## Information provided
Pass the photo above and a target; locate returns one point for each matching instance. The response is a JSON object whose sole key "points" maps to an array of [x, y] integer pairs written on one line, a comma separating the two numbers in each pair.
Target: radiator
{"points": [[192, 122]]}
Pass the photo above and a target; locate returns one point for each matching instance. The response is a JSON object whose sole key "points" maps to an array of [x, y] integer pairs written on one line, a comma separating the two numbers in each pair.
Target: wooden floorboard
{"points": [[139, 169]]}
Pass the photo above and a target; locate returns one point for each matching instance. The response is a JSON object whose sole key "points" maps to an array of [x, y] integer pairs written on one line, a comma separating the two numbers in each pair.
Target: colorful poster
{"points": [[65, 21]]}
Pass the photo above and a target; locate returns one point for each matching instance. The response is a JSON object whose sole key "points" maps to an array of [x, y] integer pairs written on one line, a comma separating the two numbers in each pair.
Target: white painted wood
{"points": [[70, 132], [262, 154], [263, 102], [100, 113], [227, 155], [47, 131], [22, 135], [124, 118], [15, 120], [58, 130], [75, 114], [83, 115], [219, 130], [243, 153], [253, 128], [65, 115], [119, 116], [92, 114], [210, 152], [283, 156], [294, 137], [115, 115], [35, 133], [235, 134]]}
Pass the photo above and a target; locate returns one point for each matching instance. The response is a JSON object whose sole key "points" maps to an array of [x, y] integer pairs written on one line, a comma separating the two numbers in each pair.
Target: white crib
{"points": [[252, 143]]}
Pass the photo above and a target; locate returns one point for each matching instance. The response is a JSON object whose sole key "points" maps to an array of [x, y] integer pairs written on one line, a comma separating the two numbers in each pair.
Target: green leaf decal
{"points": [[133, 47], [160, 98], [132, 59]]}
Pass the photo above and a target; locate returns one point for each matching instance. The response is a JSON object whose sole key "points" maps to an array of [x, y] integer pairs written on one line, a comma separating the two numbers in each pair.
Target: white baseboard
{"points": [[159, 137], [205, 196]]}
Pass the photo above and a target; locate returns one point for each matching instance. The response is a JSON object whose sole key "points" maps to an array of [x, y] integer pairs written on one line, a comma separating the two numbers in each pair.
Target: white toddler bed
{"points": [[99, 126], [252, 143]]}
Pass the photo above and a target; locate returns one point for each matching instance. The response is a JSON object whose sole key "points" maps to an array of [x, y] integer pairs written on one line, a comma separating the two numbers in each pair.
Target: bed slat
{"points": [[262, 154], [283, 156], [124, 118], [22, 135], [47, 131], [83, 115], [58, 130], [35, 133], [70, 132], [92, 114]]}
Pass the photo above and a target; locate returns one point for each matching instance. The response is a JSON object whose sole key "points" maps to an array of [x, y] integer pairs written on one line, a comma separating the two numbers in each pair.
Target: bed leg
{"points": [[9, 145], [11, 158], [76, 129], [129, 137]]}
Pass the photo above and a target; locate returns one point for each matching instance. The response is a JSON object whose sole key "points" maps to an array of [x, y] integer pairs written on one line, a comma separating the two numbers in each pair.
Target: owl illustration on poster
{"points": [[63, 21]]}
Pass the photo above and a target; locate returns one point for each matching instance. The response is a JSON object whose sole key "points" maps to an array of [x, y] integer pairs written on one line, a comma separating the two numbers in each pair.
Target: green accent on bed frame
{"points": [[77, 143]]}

--

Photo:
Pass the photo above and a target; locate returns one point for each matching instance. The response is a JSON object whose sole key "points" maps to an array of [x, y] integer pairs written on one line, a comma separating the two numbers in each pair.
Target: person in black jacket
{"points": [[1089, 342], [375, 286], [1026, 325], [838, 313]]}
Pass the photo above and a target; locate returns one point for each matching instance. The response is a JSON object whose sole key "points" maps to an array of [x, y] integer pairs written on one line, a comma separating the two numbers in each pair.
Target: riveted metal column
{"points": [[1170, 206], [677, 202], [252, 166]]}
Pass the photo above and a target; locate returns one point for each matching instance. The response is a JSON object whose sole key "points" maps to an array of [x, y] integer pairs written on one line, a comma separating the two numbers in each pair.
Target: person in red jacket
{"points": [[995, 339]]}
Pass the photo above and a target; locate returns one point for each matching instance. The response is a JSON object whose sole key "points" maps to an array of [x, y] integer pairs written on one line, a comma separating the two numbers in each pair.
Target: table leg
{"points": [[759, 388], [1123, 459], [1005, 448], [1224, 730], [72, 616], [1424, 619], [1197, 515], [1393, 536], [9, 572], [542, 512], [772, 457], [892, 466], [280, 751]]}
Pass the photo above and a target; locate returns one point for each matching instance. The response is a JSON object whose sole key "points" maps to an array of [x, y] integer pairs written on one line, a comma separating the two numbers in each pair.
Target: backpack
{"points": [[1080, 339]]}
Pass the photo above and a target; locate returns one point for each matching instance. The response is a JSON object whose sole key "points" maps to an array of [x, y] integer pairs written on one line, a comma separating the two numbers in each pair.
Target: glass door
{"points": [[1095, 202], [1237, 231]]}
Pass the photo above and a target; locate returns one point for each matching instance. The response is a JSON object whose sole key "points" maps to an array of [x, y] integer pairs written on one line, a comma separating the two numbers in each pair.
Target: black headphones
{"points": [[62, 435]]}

---

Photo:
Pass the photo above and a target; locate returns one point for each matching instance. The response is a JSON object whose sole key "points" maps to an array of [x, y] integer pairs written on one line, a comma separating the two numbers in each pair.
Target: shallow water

## Task
Pick out every line of the entries above that contains the word "poster", matching case exactly.

## Solved problem
Target: colorful poster
Target: owl illustration on poster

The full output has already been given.